START Data listing
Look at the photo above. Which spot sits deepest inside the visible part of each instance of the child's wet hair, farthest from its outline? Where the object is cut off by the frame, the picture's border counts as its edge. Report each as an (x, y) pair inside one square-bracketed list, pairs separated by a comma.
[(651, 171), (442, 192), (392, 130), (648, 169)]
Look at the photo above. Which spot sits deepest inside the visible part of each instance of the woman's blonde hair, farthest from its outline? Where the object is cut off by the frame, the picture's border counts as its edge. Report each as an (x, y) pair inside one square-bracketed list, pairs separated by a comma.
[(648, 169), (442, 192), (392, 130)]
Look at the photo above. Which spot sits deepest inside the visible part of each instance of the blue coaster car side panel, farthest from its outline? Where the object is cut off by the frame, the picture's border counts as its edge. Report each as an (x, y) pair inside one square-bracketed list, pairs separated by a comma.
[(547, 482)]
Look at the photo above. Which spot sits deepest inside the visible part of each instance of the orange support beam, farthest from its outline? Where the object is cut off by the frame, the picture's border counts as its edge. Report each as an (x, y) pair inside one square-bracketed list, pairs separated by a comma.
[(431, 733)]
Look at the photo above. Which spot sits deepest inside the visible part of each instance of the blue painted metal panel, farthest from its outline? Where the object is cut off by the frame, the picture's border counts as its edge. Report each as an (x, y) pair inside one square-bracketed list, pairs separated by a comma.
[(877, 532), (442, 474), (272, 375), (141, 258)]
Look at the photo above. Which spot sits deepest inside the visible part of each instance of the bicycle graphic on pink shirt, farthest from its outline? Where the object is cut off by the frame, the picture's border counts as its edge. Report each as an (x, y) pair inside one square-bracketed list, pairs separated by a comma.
END Data listing
START Data listing
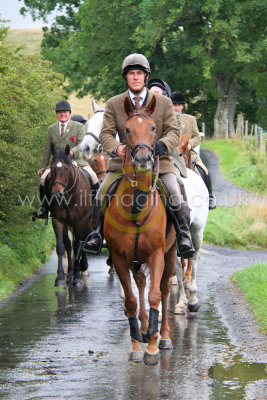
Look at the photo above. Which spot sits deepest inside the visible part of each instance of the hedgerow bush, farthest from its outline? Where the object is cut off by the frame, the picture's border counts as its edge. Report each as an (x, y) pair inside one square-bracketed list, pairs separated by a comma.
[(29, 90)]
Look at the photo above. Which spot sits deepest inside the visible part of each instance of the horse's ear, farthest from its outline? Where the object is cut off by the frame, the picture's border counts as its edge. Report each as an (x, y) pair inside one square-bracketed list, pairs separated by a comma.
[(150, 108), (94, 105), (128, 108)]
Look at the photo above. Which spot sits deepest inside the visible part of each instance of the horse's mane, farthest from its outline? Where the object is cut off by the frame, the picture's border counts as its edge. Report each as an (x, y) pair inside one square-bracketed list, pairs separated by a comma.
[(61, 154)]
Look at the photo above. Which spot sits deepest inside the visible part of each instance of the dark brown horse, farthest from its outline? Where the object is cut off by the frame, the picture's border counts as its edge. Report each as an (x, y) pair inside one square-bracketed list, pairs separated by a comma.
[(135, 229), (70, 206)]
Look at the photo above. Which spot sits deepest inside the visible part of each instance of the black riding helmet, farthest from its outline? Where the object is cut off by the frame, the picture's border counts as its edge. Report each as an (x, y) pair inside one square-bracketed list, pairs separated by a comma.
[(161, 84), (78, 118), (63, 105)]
END Data listing
START Data listing
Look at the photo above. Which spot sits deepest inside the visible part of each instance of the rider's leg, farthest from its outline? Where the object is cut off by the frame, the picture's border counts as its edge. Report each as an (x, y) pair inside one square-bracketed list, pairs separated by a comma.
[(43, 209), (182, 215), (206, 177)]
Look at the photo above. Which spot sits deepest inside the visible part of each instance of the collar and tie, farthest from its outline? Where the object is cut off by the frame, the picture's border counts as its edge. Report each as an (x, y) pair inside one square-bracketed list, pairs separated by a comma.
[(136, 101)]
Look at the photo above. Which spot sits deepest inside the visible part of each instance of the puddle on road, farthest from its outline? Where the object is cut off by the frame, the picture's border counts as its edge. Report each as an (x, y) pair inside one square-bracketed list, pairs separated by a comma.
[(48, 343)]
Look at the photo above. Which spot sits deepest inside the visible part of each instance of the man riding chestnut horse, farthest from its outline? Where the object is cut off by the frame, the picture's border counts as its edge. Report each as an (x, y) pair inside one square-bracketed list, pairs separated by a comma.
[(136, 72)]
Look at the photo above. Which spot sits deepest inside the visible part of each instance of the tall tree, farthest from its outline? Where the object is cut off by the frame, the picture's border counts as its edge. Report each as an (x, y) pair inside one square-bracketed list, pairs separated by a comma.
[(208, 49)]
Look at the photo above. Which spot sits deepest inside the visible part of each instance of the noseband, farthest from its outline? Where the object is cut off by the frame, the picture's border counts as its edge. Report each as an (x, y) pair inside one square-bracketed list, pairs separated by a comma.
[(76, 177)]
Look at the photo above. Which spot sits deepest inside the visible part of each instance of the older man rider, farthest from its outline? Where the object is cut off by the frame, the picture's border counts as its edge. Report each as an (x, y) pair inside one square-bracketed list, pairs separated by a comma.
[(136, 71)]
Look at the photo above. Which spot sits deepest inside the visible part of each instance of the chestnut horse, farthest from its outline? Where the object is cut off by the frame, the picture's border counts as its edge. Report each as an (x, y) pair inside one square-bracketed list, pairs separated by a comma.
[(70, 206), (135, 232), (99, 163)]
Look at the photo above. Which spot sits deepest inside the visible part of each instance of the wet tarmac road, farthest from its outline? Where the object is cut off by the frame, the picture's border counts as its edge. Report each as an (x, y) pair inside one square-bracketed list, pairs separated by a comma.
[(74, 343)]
END Data listing
# What to work on
The required answer is the run of lines above, starting at the line with "the blue painted" and ending at the line with "of the bicycle", reproduced exactly with both ends.

# Answer to the problem
Look at the photo above. Which spot sits deepest inside the visible part of each instance of the blue painted metal panel, farthest from its outline? Where the object is cut off by the frame, the picture's border counts as its edge. Report each as an (x, y) pair inside one square-bracketed list, pairs separated by a comma.
[(877, 532), (442, 474), (272, 375), (141, 258)]
Look at the photo above. Which spot sits deepest inside the visible part of each instance of the bicycle graphic on pink shirt, farthest from its outline? Where the object is cut off by the frame, the picture's border counts as its edge. Report each as an (x, y) pair inside one square-bracketed list, pairs separated by a comma.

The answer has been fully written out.